* **DATA SECTION**:

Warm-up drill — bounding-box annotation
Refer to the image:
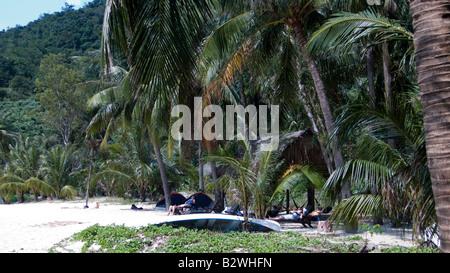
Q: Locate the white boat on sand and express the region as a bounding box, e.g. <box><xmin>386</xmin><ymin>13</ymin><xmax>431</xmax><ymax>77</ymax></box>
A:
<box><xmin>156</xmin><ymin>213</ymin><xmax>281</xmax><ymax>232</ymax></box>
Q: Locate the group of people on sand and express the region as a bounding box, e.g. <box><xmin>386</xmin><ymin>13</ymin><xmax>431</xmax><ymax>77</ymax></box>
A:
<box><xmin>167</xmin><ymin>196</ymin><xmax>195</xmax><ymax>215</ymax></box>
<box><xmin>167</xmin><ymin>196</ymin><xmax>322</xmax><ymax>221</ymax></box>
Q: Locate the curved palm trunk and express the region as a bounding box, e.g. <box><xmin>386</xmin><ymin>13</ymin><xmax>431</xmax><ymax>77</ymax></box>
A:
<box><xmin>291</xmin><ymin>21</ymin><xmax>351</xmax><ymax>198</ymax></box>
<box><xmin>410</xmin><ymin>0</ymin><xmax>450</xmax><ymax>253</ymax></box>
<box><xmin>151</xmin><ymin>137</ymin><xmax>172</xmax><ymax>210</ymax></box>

--

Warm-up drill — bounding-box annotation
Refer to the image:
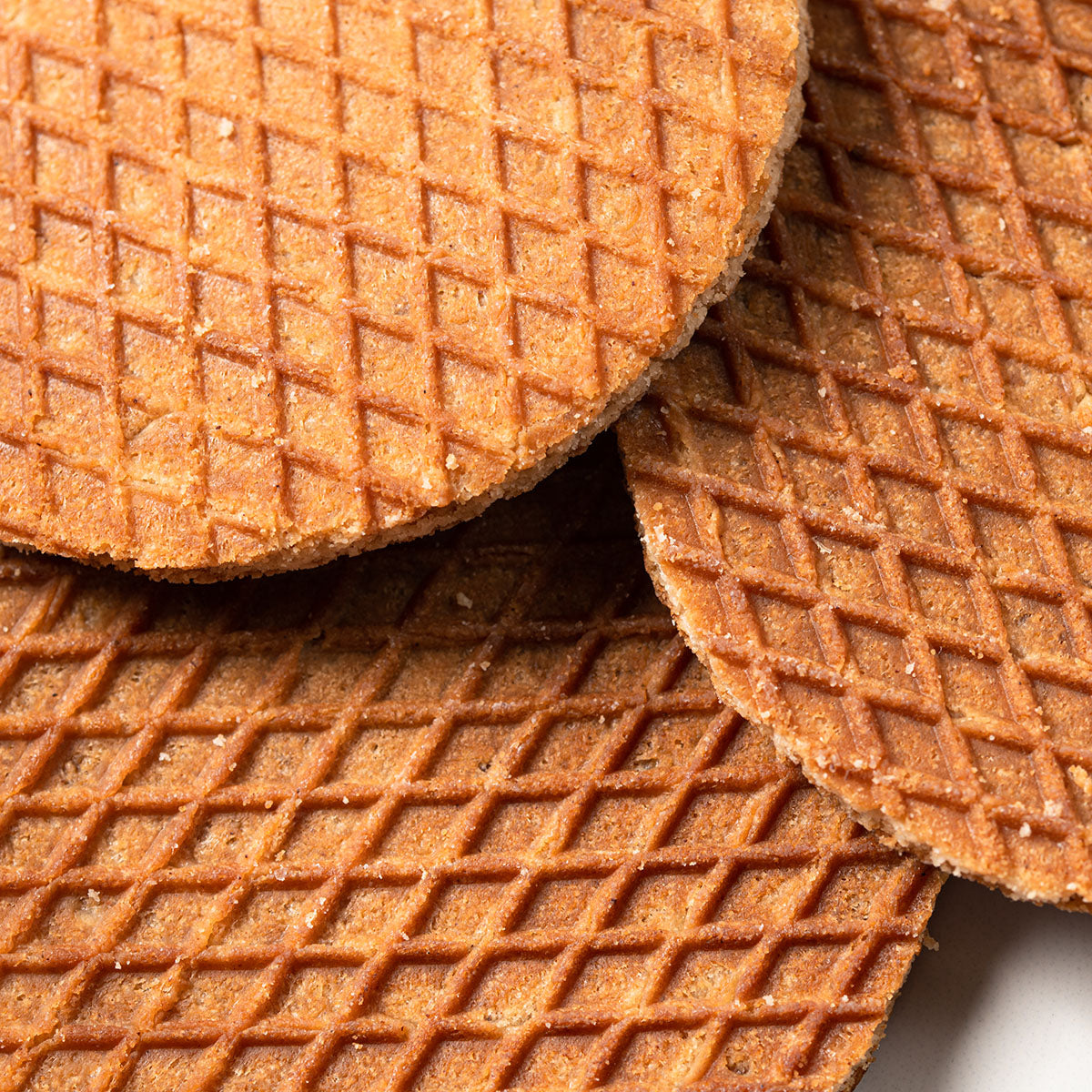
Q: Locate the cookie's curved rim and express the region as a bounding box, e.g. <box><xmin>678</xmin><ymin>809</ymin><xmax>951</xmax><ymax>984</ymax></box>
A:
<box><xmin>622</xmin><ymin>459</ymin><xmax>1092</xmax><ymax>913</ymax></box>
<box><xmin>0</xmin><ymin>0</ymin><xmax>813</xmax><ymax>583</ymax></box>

...

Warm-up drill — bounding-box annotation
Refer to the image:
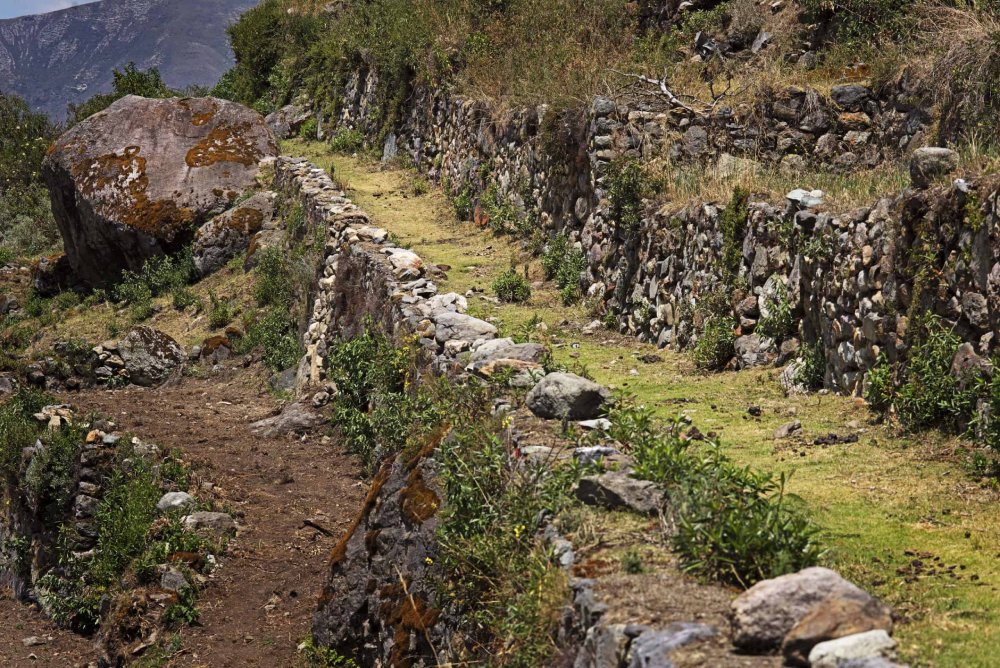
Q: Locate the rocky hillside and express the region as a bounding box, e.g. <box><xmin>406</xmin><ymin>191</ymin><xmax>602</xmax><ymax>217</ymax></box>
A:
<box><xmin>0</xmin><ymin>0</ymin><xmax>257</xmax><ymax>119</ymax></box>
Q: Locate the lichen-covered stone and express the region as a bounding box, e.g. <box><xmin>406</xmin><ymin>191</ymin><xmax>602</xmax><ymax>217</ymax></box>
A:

* **WHAT YOU NEED TO DO**: Which lines in the listing above contain the string "sand"? Return each of them whole, treating uppercase and lowercase as different.

* **SOLVED EXERCISE**:
Q: Locate the white boat on sand and express the region as a bounding box, e.g. <box><xmin>386</xmin><ymin>13</ymin><xmax>431</xmax><ymax>77</ymax></box>
Q: Locate the group of people on sand and express the region as a bounding box, e.g. <box><xmin>386</xmin><ymin>13</ymin><xmax>431</xmax><ymax>77</ymax></box>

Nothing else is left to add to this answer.